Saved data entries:
════

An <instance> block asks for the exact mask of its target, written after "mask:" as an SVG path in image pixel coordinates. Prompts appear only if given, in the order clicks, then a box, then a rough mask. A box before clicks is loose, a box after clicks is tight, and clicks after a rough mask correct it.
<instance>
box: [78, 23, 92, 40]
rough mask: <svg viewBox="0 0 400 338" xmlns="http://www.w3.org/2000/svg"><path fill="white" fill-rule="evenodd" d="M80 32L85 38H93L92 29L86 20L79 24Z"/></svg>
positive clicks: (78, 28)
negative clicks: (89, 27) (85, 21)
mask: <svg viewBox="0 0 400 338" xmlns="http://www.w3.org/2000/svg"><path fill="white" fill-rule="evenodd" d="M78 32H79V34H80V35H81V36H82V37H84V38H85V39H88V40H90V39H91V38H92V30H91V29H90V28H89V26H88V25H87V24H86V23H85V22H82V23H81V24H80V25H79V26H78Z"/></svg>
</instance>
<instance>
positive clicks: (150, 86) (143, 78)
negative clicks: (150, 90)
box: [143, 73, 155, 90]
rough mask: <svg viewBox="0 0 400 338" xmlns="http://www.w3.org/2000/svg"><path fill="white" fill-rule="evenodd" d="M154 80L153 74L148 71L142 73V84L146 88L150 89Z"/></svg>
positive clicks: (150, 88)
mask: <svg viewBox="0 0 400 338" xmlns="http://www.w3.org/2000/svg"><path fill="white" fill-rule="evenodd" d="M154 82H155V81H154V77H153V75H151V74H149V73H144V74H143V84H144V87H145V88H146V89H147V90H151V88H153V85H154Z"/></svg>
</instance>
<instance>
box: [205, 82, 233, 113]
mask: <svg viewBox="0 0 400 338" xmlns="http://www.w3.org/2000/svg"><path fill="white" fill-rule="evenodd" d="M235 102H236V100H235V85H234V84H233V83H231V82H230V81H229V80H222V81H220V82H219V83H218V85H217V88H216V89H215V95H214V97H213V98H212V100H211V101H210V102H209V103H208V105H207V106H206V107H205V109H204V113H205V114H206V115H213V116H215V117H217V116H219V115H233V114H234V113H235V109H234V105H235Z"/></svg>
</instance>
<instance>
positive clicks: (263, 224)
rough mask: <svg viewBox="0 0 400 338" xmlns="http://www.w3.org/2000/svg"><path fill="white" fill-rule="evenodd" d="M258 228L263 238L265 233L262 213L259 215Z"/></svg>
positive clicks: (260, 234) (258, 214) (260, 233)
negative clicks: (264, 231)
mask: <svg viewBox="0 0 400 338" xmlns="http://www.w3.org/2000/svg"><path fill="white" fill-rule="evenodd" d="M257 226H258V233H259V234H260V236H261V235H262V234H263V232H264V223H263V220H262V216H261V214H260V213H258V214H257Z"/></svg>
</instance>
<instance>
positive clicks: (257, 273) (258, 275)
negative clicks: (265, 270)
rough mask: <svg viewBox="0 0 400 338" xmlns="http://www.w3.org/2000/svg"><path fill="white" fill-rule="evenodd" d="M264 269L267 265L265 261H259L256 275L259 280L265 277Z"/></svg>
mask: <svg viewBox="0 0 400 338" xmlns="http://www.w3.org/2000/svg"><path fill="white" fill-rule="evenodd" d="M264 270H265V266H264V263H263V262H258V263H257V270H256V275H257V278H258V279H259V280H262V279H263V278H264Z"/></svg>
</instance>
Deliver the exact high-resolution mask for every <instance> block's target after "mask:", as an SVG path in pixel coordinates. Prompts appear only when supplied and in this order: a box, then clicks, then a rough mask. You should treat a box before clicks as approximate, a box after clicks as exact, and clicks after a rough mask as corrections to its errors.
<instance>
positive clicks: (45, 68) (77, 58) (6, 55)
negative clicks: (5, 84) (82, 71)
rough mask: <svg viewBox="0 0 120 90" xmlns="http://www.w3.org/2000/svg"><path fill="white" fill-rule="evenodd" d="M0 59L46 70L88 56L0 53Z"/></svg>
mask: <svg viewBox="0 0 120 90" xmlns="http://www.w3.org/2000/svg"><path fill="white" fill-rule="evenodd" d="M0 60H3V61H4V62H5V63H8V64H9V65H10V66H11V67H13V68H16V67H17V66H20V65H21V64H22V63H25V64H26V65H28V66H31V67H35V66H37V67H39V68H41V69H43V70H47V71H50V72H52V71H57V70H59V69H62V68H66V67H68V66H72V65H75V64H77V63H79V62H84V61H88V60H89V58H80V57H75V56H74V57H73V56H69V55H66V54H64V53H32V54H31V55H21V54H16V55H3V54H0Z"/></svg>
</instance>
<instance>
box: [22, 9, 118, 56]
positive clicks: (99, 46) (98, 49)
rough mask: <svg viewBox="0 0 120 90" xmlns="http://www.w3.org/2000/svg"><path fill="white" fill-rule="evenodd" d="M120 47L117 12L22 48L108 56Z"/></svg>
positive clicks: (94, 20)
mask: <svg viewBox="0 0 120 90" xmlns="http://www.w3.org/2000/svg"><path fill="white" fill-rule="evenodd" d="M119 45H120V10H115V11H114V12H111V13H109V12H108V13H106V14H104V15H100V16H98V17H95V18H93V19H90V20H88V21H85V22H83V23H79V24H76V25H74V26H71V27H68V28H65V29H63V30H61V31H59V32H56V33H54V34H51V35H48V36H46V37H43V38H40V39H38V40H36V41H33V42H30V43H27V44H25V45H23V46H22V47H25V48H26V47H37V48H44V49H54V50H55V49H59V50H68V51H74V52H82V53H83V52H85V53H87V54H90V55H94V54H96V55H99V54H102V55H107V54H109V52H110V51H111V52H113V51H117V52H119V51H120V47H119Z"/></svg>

════

What the task asks.
Copy every record above verbatim, changing nothing.

Reply to the exercise.
An <instance> block asks for the exact mask of its target, written after "mask:" as an SVG path in image pixel coordinates. Prompts appear only if given, in the order clicks, then a box, then a rough mask. A box before clicks is loose, a box after clicks is tight, and clicks after a rough mask correct it.
<instance>
box: [78, 23, 92, 40]
rough mask: <svg viewBox="0 0 400 338" xmlns="http://www.w3.org/2000/svg"><path fill="white" fill-rule="evenodd" d="M80 32L85 38H93L92 29L86 20L79 24Z"/></svg>
positive clicks: (78, 28)
negative clicks: (89, 27) (85, 21)
mask: <svg viewBox="0 0 400 338" xmlns="http://www.w3.org/2000/svg"><path fill="white" fill-rule="evenodd" d="M78 32H79V34H80V35H81V36H82V37H84V38H85V39H88V40H90V39H91V38H92V30H91V29H90V28H89V26H88V25H87V24H86V23H85V22H82V23H81V24H80V25H79V26H78Z"/></svg>
</instance>
<instance>
positive clicks: (150, 86) (143, 78)
negative clicks: (150, 90)
box: [143, 73, 155, 90]
rough mask: <svg viewBox="0 0 400 338" xmlns="http://www.w3.org/2000/svg"><path fill="white" fill-rule="evenodd" d="M154 80L153 74L148 71L142 73V84L146 88L150 89Z"/></svg>
positive clicks: (150, 88)
mask: <svg viewBox="0 0 400 338" xmlns="http://www.w3.org/2000/svg"><path fill="white" fill-rule="evenodd" d="M154 82H155V81H154V77H153V75H151V74H149V73H144V74H143V84H144V87H145V88H146V89H147V90H151V88H153V85H154Z"/></svg>
</instance>
<instance>
box: [205, 82, 233, 113]
mask: <svg viewBox="0 0 400 338" xmlns="http://www.w3.org/2000/svg"><path fill="white" fill-rule="evenodd" d="M235 102H236V100H235V85H234V84H233V83H231V82H230V81H229V80H222V81H220V82H219V83H218V85H217V88H216V89H215V95H214V97H213V98H212V100H211V101H210V102H209V103H208V105H207V106H206V107H205V109H204V113H205V114H206V115H213V116H215V117H217V116H219V115H233V114H234V113H235V109H234V105H235Z"/></svg>
</instance>
<instance>
positive clicks: (263, 224)
rough mask: <svg viewBox="0 0 400 338" xmlns="http://www.w3.org/2000/svg"><path fill="white" fill-rule="evenodd" d="M258 228L263 238L265 233L262 213L259 215Z"/></svg>
positive clicks: (260, 234) (258, 214) (260, 233)
negative clicks: (264, 231)
mask: <svg viewBox="0 0 400 338" xmlns="http://www.w3.org/2000/svg"><path fill="white" fill-rule="evenodd" d="M257 226H258V233H259V234H260V236H261V235H262V234H263V232H264V223H263V220H262V216H261V214H260V213H258V214H257Z"/></svg>
</instance>
<instance>
positive clicks: (257, 273) (258, 275)
negative clicks: (265, 270)
rough mask: <svg viewBox="0 0 400 338" xmlns="http://www.w3.org/2000/svg"><path fill="white" fill-rule="evenodd" d="M264 269L267 265L265 261H259L256 275L259 280L265 277Z"/></svg>
mask: <svg viewBox="0 0 400 338" xmlns="http://www.w3.org/2000/svg"><path fill="white" fill-rule="evenodd" d="M264 270H265V266H264V263H263V262H258V263H257V270H256V275H257V278H258V279H259V280H262V279H263V278H264Z"/></svg>
</instance>
Deliver the exact high-resolution mask for every <instance> block's target after "mask:", as an SVG path in pixel coordinates. Prompts appear only when supplied and in this order: a box, then clicks, then a rough mask. You should treat a box before clicks as approximate, a box after clicks as exact, and clicks after a rough mask as corrections to its errors.
<instance>
positive clicks: (45, 68) (77, 58) (6, 55)
negative clicks: (5, 84) (82, 71)
rough mask: <svg viewBox="0 0 120 90" xmlns="http://www.w3.org/2000/svg"><path fill="white" fill-rule="evenodd" d="M0 59L46 70L88 56L0 53Z"/></svg>
mask: <svg viewBox="0 0 120 90" xmlns="http://www.w3.org/2000/svg"><path fill="white" fill-rule="evenodd" d="M0 60H3V61H4V62H5V63H8V64H9V65H10V66H11V67H13V68H16V67H17V66H20V65H21V64H22V63H25V64H26V65H28V66H31V67H35V66H37V67H39V68H41V69H43V70H47V71H50V72H52V71H57V70H59V69H62V68H66V67H68V66H72V65H75V64H77V63H79V62H84V61H88V60H89V58H80V57H75V56H74V57H73V56H69V55H66V54H64V53H32V54H31V55H21V54H16V55H3V54H0Z"/></svg>
</instance>
<instance>
box: [22, 9, 118, 56]
positive clicks: (99, 46) (98, 49)
rough mask: <svg viewBox="0 0 120 90" xmlns="http://www.w3.org/2000/svg"><path fill="white" fill-rule="evenodd" d="M120 47L117 12L22 48L108 56Z"/></svg>
positive clicks: (94, 20)
mask: <svg viewBox="0 0 120 90" xmlns="http://www.w3.org/2000/svg"><path fill="white" fill-rule="evenodd" d="M119 45H120V10H115V11H114V12H111V13H109V12H108V13H106V14H104V15H100V16H98V17H95V18H93V19H90V20H88V21H85V22H83V23H79V24H76V25H74V26H71V27H68V28H65V29H63V30H61V31H59V32H56V33H54V34H51V35H48V36H46V37H43V38H40V39H38V40H36V41H33V42H30V43H27V44H25V45H23V46H22V47H25V48H26V47H37V48H44V49H54V50H55V49H59V50H68V51H74V52H82V53H83V52H85V53H87V54H90V55H94V54H96V55H99V54H102V55H107V54H109V52H110V51H111V52H113V51H117V52H119V51H120V47H119Z"/></svg>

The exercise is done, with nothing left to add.